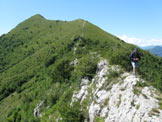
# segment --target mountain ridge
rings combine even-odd
[[[129,72],[129,54],[138,48],[88,21],[51,21],[40,15],[1,36],[0,44],[0,121],[22,122],[83,121],[87,110],[78,103],[69,106],[82,79],[95,77],[100,58]],[[162,59],[138,49],[138,76],[162,91]],[[119,76],[111,75],[112,81]],[[42,118],[34,116],[41,101]]]

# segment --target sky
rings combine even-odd
[[[0,0],[0,35],[35,14],[88,20],[138,46],[162,45],[162,0]]]

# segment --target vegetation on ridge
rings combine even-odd
[[[131,71],[129,55],[136,46],[83,23],[35,15],[0,37],[0,121],[81,121],[86,115],[77,103],[70,108],[71,96],[82,78],[95,75],[98,55]],[[162,91],[162,58],[139,52],[139,75]],[[71,65],[75,59],[78,64]],[[33,115],[41,101],[42,119]]]

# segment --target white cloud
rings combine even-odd
[[[135,44],[138,46],[162,45],[162,39],[141,39],[136,37],[128,37],[126,35],[118,36],[120,39],[127,43]]]

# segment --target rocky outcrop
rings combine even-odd
[[[162,122],[155,88],[140,85],[146,81],[130,73],[110,79],[110,71],[119,72],[120,68],[110,66],[106,60],[100,61],[92,81],[83,79],[80,91],[73,94],[72,103],[80,101],[83,104],[89,99],[90,122],[94,122],[96,117],[105,122]]]

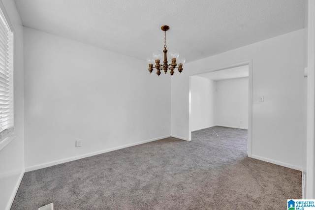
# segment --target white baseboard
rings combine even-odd
[[[161,136],[158,138],[155,138],[154,139],[149,139],[148,140],[135,142],[134,143],[129,144],[127,145],[123,145],[119,147],[116,147],[113,148],[111,148],[107,150],[101,150],[99,151],[88,153],[87,154],[82,154],[82,155],[76,156],[74,157],[71,157],[67,158],[62,159],[61,160],[55,160],[54,161],[49,162],[48,163],[42,163],[40,164],[35,165],[34,166],[29,166],[25,168],[25,171],[26,172],[28,172],[29,171],[34,171],[37,169],[40,169],[42,168],[54,166],[55,165],[60,164],[61,163],[66,163],[67,162],[70,162],[70,161],[72,161],[73,160],[78,160],[79,159],[84,158],[85,157],[91,157],[91,156],[94,156],[97,154],[102,154],[103,153],[108,152],[114,151],[117,150],[120,150],[122,149],[126,148],[129,147],[132,147],[132,146],[138,145],[147,143],[148,142],[159,140],[160,139],[165,139],[165,138],[168,138],[170,136],[171,136],[170,135]]]
[[[231,125],[216,125],[215,126],[220,126],[221,127],[230,127],[231,128],[238,128],[238,129],[243,129],[244,130],[248,130],[248,127],[239,127],[239,126],[234,126]]]
[[[214,127],[216,126],[216,125],[209,125],[206,127],[201,127],[198,129],[194,129],[191,130],[191,132],[195,131],[196,130],[202,130],[203,129],[209,128],[209,127]]]
[[[176,136],[175,135],[171,135],[171,136],[172,137],[174,137],[174,138],[176,138],[177,139],[181,139],[182,140],[184,140],[184,141],[188,141],[188,139],[187,139],[187,138],[184,138],[184,137],[181,137],[180,136]]]
[[[249,157],[250,157],[249,155]],[[268,162],[268,163],[273,163],[276,165],[279,165],[280,166],[284,166],[285,167],[290,168],[292,169],[295,169],[298,171],[302,171],[301,167],[290,164],[288,163],[284,163],[283,162],[278,161],[278,160],[272,160],[269,158],[266,158],[265,157],[260,157],[260,156],[255,155],[254,154],[252,154],[251,156],[250,156],[250,157],[252,157],[254,159],[257,159],[257,160],[262,160],[265,162]]]
[[[6,209],[7,210],[10,210],[10,209],[11,209],[11,207],[12,206],[12,204],[13,203],[13,201],[14,201],[14,198],[15,198],[15,195],[16,195],[16,193],[18,192],[19,187],[20,186],[20,184],[21,184],[22,180],[22,179],[23,179],[23,176],[24,176],[25,173],[25,170],[23,169],[22,172],[21,172],[21,174],[19,177],[19,179],[18,179],[18,180],[16,182],[16,183],[15,184],[15,186],[14,186],[14,189],[13,189],[13,191],[12,192],[12,195],[11,195],[11,197],[10,197],[10,200],[9,200],[8,203],[6,205]]]

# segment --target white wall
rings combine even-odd
[[[191,77],[191,129],[200,130],[216,125],[216,82]]]
[[[170,135],[169,75],[24,29],[27,171]],[[77,139],[82,147],[75,147]]]
[[[14,28],[14,133],[18,136],[0,151],[0,209],[9,209],[24,174],[23,30],[14,1],[2,0]]]
[[[189,75],[252,60],[251,156],[301,169],[303,39],[304,30],[298,30],[185,64],[181,77],[171,79],[172,135],[189,139]],[[260,95],[264,102],[258,102]]]
[[[217,82],[217,125],[248,129],[248,77]]]

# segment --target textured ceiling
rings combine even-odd
[[[249,76],[248,65],[234,68],[228,68],[220,71],[213,71],[198,74],[198,76],[207,78],[209,80],[218,81],[230,79],[241,78]]]
[[[24,26],[146,60],[191,61],[304,28],[303,0],[15,0]]]

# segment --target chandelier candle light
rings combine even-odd
[[[153,63],[155,61],[156,65],[155,68],[157,69],[157,74],[159,76],[161,74],[161,70],[163,69],[165,74],[167,72],[167,70],[170,70],[169,72],[171,75],[174,74],[174,69],[175,68],[178,68],[178,71],[181,73],[183,71],[183,64],[185,62],[185,59],[184,57],[180,58],[179,55],[177,51],[170,51],[167,54],[167,50],[166,49],[166,30],[169,29],[168,26],[163,26],[161,27],[162,30],[164,31],[164,50],[163,50],[163,53],[164,53],[164,61],[163,61],[163,64],[160,65],[159,64],[160,60],[163,58],[163,54],[161,52],[157,51],[153,53],[152,56],[151,56],[147,59],[147,61],[149,63],[149,71],[150,73],[152,73],[153,71]],[[167,54],[172,58],[172,63],[168,64],[167,61]],[[178,66],[177,66],[176,60],[179,62]]]

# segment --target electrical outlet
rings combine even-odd
[[[75,141],[75,147],[79,147],[81,146],[82,140],[76,140]]]

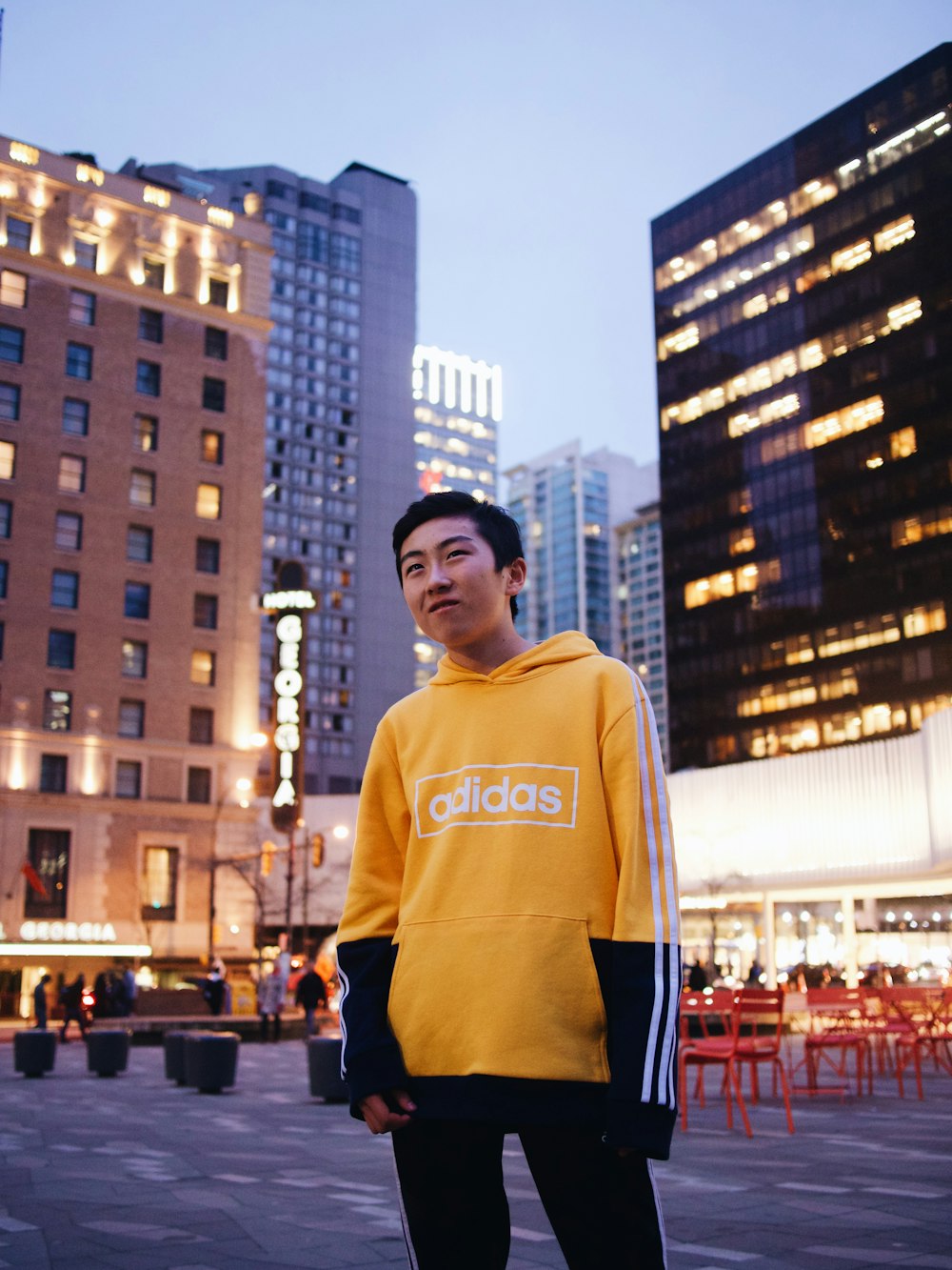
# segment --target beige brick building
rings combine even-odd
[[[256,847],[270,254],[0,138],[0,1012],[41,966],[194,966]]]

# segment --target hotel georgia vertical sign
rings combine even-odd
[[[317,597],[305,584],[305,570],[296,560],[278,569],[277,587],[261,597],[261,608],[274,621],[274,787],[272,824],[284,833],[293,831],[303,798],[305,634],[307,613]]]

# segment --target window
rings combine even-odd
[[[195,516],[203,521],[221,519],[221,485],[208,485],[202,481],[195,495]]]
[[[142,861],[142,921],[174,922],[179,848],[146,847]]]
[[[60,455],[56,488],[66,494],[81,494],[86,488],[86,460],[79,455]]]
[[[142,282],[155,291],[165,291],[165,265],[161,260],[142,262]]]
[[[188,712],[188,739],[193,745],[211,745],[215,740],[215,711],[192,706]]]
[[[126,559],[152,563],[152,531],[146,525],[129,525],[126,530]]]
[[[218,597],[195,594],[193,625],[202,630],[218,629]]]
[[[71,671],[76,664],[76,632],[50,631],[46,645],[46,664],[55,671]]]
[[[0,305],[10,309],[27,307],[27,274],[13,269],[0,269]]]
[[[206,326],[204,356],[213,357],[216,362],[227,362],[228,333],[226,330],[220,330],[217,326]]]
[[[145,679],[149,664],[149,645],[137,639],[122,641],[122,676],[124,679]]]
[[[122,701],[119,701],[118,734],[121,737],[141,737],[145,733],[145,701],[131,701],[123,697]]]
[[[66,373],[71,380],[93,378],[93,349],[89,344],[66,344]]]
[[[0,326],[0,362],[23,361],[23,331],[19,326]]]
[[[116,765],[116,796],[142,796],[142,765],[121,758]]]
[[[151,588],[146,582],[127,582],[126,599],[123,603],[124,617],[140,617],[143,621],[149,617]]]
[[[10,217],[6,218],[8,225]],[[46,895],[32,886],[24,893],[24,917],[66,917],[66,886],[70,872],[70,831],[30,829],[27,847],[29,862],[39,876]]]
[[[70,732],[72,726],[72,693],[47,688],[43,693],[43,726],[47,732]]]
[[[218,573],[221,544],[217,538],[195,540],[195,573]]]
[[[132,448],[152,455],[159,448],[159,420],[151,414],[132,417]]]
[[[13,480],[17,474],[17,446],[0,441],[0,480]]]
[[[66,792],[66,754],[39,756],[39,792]]]
[[[157,362],[136,362],[136,392],[145,396],[160,396],[162,389],[162,368]]]
[[[202,462],[206,464],[222,464],[225,462],[225,436],[221,432],[209,432],[207,428],[202,429]]]
[[[77,326],[95,326],[96,297],[91,291],[70,291],[70,321]]]
[[[138,310],[138,338],[147,339],[152,344],[161,344],[162,315],[157,309]]]
[[[77,573],[72,573],[70,569],[53,569],[50,603],[53,608],[79,608]]]
[[[220,413],[225,409],[225,380],[212,378],[211,375],[206,375],[202,380],[202,405],[206,410],[218,410]]]
[[[57,551],[79,551],[83,547],[83,517],[75,512],[57,512],[53,546]]]
[[[91,273],[96,272],[96,262],[99,260],[98,243],[91,243],[88,239],[76,239],[72,244],[72,250],[77,269],[89,269]]]
[[[71,437],[85,437],[89,433],[89,401],[79,398],[63,398],[62,431]]]
[[[203,688],[215,687],[215,653],[194,649],[192,653],[192,682]]]
[[[188,801],[212,801],[212,770],[211,767],[189,767],[188,770]]]
[[[135,507],[155,507],[155,472],[133,467],[129,478],[129,503]]]
[[[20,417],[20,389],[18,384],[0,384],[0,419]]]
[[[18,251],[29,251],[30,239],[33,237],[33,222],[24,221],[20,216],[8,216],[6,217],[6,245],[15,248]]]
[[[218,309],[228,307],[228,283],[223,278],[208,279],[208,304]]]

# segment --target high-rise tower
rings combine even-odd
[[[655,220],[671,766],[952,702],[952,44]]]
[[[305,789],[353,792],[377,721],[414,682],[390,531],[414,497],[416,198],[359,163],[330,182],[278,166],[135,170],[272,226],[261,589],[283,561],[303,565],[319,599],[303,668]],[[265,724],[273,655],[265,620]]]

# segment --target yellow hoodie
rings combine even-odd
[[[338,935],[354,1105],[584,1123],[666,1158],[680,994],[647,695],[578,631],[387,711]]]

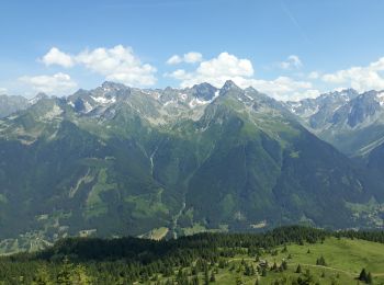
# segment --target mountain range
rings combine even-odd
[[[1,96],[0,248],[287,224],[382,228],[384,92],[279,102],[227,81]]]

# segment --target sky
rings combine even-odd
[[[0,93],[228,79],[279,100],[382,90],[383,11],[382,0],[1,0]]]

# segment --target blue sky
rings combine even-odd
[[[233,79],[282,100],[384,89],[380,0],[2,0],[0,11],[1,93],[64,95],[104,80]]]

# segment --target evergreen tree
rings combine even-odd
[[[214,271],[211,272],[210,282],[216,282],[216,276],[215,276],[215,272]]]
[[[360,281],[363,281],[363,282],[366,282],[366,272],[365,272],[365,269],[362,269],[362,270],[361,270],[360,275],[359,275],[359,280],[360,280]]]
[[[368,275],[366,275],[366,283],[368,283],[368,284],[372,284],[372,283],[373,283],[371,272],[369,272]]]
[[[50,284],[53,285],[54,283],[50,280],[47,267],[45,265],[39,266],[32,281],[32,285],[50,285]]]
[[[71,285],[72,284],[72,275],[75,266],[72,263],[69,263],[68,258],[66,256],[63,260],[63,265],[60,271],[57,274],[56,281],[59,285]]]

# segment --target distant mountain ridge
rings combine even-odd
[[[366,157],[384,141],[384,91],[349,89],[286,104],[310,132],[350,157]]]
[[[331,96],[321,100],[341,110]],[[382,227],[381,210],[362,210],[383,203],[380,175],[372,183],[369,168],[303,127],[292,104],[233,81],[163,90],[104,82],[39,96],[0,119],[0,239],[10,239],[0,247],[297,223]]]

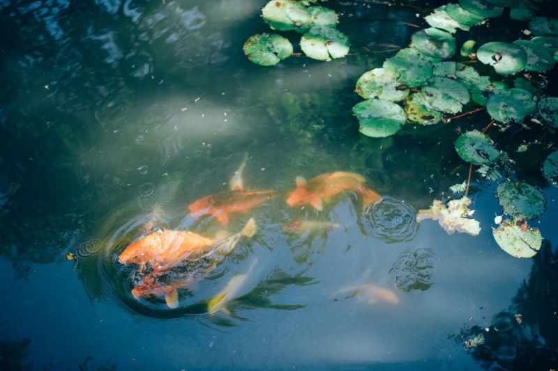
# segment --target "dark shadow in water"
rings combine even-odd
[[[486,331],[464,329],[458,339],[484,338],[469,348],[487,370],[551,370],[558,366],[558,251],[545,242],[531,273],[508,310],[496,315]]]

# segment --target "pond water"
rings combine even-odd
[[[416,210],[458,197],[448,187],[469,166],[453,142],[490,117],[373,139],[351,109],[359,77],[396,52],[385,45],[407,46],[439,3],[329,1],[351,55],[264,68],[242,45],[269,31],[266,3],[0,1],[1,368],[556,366],[558,187],[541,171],[555,132],[492,136],[546,196],[529,222],[545,238],[534,258],[496,244],[497,184],[476,172],[478,236],[418,223]],[[525,25],[509,22],[490,26],[511,41]],[[479,26],[474,38],[492,35]],[[227,190],[245,160],[245,187],[277,197],[226,226],[188,212]],[[364,210],[352,192],[322,211],[285,203],[297,176],[335,171],[362,175],[382,200]],[[151,228],[213,236],[250,217],[256,234],[179,290],[177,308],[132,295],[137,278],[117,257]],[[317,223],[291,230],[301,220]],[[234,294],[210,313],[235,276]],[[480,333],[488,345],[466,349]]]

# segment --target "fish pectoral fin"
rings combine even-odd
[[[165,293],[165,301],[167,306],[175,309],[179,307],[179,292],[176,289],[171,289],[168,292]]]

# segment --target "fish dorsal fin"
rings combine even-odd
[[[296,187],[306,187],[306,180],[304,179],[303,177],[296,177],[294,180],[294,182],[296,184]]]

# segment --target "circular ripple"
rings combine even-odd
[[[414,209],[393,197],[384,197],[375,203],[368,219],[370,234],[389,244],[410,241],[418,230]]]
[[[434,251],[430,248],[405,250],[391,266],[389,274],[395,276],[395,285],[401,291],[424,291],[434,283],[432,276],[435,263]]]

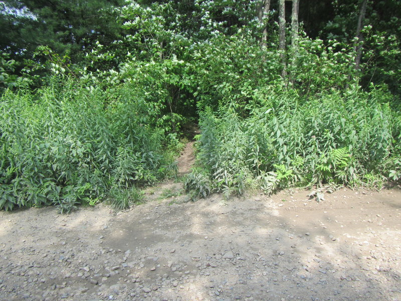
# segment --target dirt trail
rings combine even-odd
[[[181,153],[181,156],[178,160],[177,175],[179,177],[188,174],[190,171],[192,166],[195,163],[195,155],[194,155],[194,141],[188,142]]]
[[[401,300],[401,190],[309,193],[0,212],[0,300]]]

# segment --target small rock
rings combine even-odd
[[[232,259],[234,258],[234,254],[232,251],[229,251],[223,255],[223,257],[228,259]]]
[[[94,284],[96,285],[98,282],[98,281],[96,279],[91,279],[89,280],[89,282],[91,282],[92,284]]]

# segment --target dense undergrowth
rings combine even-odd
[[[260,92],[246,112],[228,104],[202,113],[198,165],[185,182],[194,196],[324,184],[373,188],[399,178],[401,118],[388,94]]]
[[[67,80],[35,93],[8,90],[0,112],[0,208],[68,212],[174,172],[177,140],[129,85],[110,93]]]
[[[20,65],[0,54],[0,209],[140,202],[198,118],[194,198],[399,181],[398,38],[364,28],[376,49],[356,68],[356,40],[301,30],[281,48],[277,14],[251,3],[127,2],[112,9],[120,34],[75,63],[47,45]]]

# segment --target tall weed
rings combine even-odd
[[[68,212],[112,186],[152,183],[171,168],[170,141],[140,95],[75,81],[0,100],[0,209],[54,205]],[[105,99],[113,100],[105,105]],[[175,143],[175,140],[172,141]]]
[[[229,104],[201,113],[202,169],[193,173],[203,175],[190,178],[207,178],[212,191],[239,192],[252,184],[270,194],[295,184],[358,185],[367,174],[397,177],[399,112],[382,91],[331,91],[307,99],[294,90],[263,91],[262,105],[245,117]]]

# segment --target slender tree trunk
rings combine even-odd
[[[363,26],[363,20],[365,19],[365,14],[366,12],[366,4],[367,0],[363,0],[359,11],[359,18],[358,18],[358,25],[356,27],[356,34],[355,37],[357,38],[357,40],[354,44],[354,50],[356,52],[356,56],[355,58],[355,70],[358,71],[359,70],[359,65],[360,64],[360,58],[362,56],[362,43],[363,42],[363,37],[361,32],[362,27]]]
[[[292,0],[292,15],[291,15],[291,45],[296,47],[298,45],[299,0]]]
[[[262,47],[266,48],[267,47],[267,26],[265,22],[263,21],[263,17],[267,17],[270,10],[270,0],[263,0],[262,12],[262,18],[260,19],[260,22],[263,25],[263,33],[262,35]]]
[[[287,78],[285,61],[285,0],[279,0],[279,50],[280,51],[280,60],[283,65],[281,76],[285,81]]]
[[[298,16],[299,7],[299,0],[292,0],[292,13],[291,14],[291,71],[290,73],[289,80],[294,83],[294,75],[292,73],[295,70],[297,54],[298,53]]]
[[[363,41],[363,37],[362,35],[362,27],[363,26],[363,20],[365,19],[365,14],[366,11],[367,0],[362,0],[359,10],[359,16],[358,18],[358,24],[356,26],[356,32],[355,37],[355,41],[354,43],[354,52],[356,53],[355,57],[355,71],[358,72],[360,64],[360,58],[362,56],[362,43]],[[348,76],[348,81],[345,85],[345,89],[349,86],[349,81],[351,80],[351,72]]]

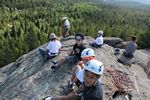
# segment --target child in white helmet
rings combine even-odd
[[[94,42],[90,42],[89,45],[92,47],[101,47],[103,45],[104,39],[103,39],[103,31],[99,30],[97,32],[97,36]]]
[[[74,44],[70,54],[67,57],[61,58],[57,61],[52,61],[52,63],[54,64],[53,66],[51,66],[52,69],[59,68],[65,62],[76,63],[82,60],[81,52],[86,48],[83,45],[84,35],[80,32],[77,33],[75,35],[75,40],[76,40],[76,43]]]
[[[98,79],[104,72],[103,64],[98,60],[90,60],[84,68],[84,82],[78,91],[67,96],[47,97],[45,100],[103,100],[103,89]]]
[[[81,52],[82,61],[79,62],[76,67],[73,68],[71,73],[71,80],[68,82],[69,88],[72,90],[73,84],[76,83],[77,86],[83,82],[83,71],[84,66],[89,60],[95,59],[94,50],[91,48],[86,48]]]
[[[61,42],[58,40],[58,37],[54,33],[49,34],[48,38],[49,42],[48,45],[46,46],[46,49],[45,48],[39,49],[39,52],[46,60],[52,59],[55,56],[57,56],[59,50],[62,47]]]

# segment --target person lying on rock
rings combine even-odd
[[[83,72],[85,64],[95,59],[94,50],[91,48],[86,48],[81,52],[82,61],[80,61],[71,72],[71,80],[68,82],[68,87],[73,90],[73,85],[79,86],[83,82]]]
[[[134,52],[137,48],[137,44],[136,44],[136,36],[132,35],[131,36],[131,41],[128,42],[125,51],[124,51],[124,56],[128,57],[128,58],[132,58],[134,55]]]
[[[98,81],[103,71],[104,66],[100,61],[90,60],[84,67],[84,81],[77,91],[72,91],[67,96],[49,96],[44,100],[103,100],[103,88]]]
[[[103,31],[99,30],[95,41],[90,42],[89,45],[92,47],[101,47],[103,45],[103,41]]]
[[[64,62],[73,63],[73,62],[78,62],[82,60],[81,52],[86,48],[83,45],[84,35],[82,33],[77,33],[75,35],[75,40],[76,40],[76,43],[74,44],[71,52],[69,53],[69,56],[65,58],[61,58],[58,61],[52,61],[52,63],[54,64],[53,66],[51,66],[52,69],[60,67],[60,65],[62,65]]]
[[[48,37],[49,37],[49,43],[46,46],[46,49],[44,48],[39,49],[41,55],[45,59],[51,59],[57,56],[59,50],[62,47],[62,44],[60,43],[58,37],[54,33],[51,33]]]

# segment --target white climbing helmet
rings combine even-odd
[[[81,57],[92,57],[94,55],[94,50],[91,48],[86,48],[81,52]]]
[[[102,75],[104,72],[103,63],[95,59],[88,61],[84,69],[97,75]]]
[[[98,35],[103,35],[103,33],[104,33],[104,32],[103,32],[102,30],[99,30],[99,31],[97,32]]]

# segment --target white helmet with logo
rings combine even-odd
[[[84,49],[81,52],[81,57],[92,57],[92,56],[95,56],[95,55],[94,55],[94,50],[91,48]]]
[[[95,59],[88,61],[84,69],[97,75],[102,75],[104,72],[103,63]]]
■ ■ ■
> _Do this_
Everything from the line that contains "# segment --target white climbing helmet" through the end of the records must be duplicated exactly, and nothing outside that range.

> _Written solution_
# segment --target white climbing helmet
rings combine even-odd
[[[81,57],[92,57],[94,55],[94,50],[91,48],[86,48],[81,52]]]
[[[102,75],[104,72],[103,63],[95,59],[88,61],[84,69],[97,75]]]
[[[98,35],[103,35],[103,33],[104,33],[104,32],[103,32],[102,30],[99,30],[99,31],[97,32]]]

# segment --target white helmet with logo
rings combine even-odd
[[[84,49],[81,52],[81,57],[92,57],[92,56],[95,56],[95,55],[94,55],[94,50],[91,48]]]
[[[95,59],[88,61],[84,69],[97,75],[102,75],[104,72],[103,63]]]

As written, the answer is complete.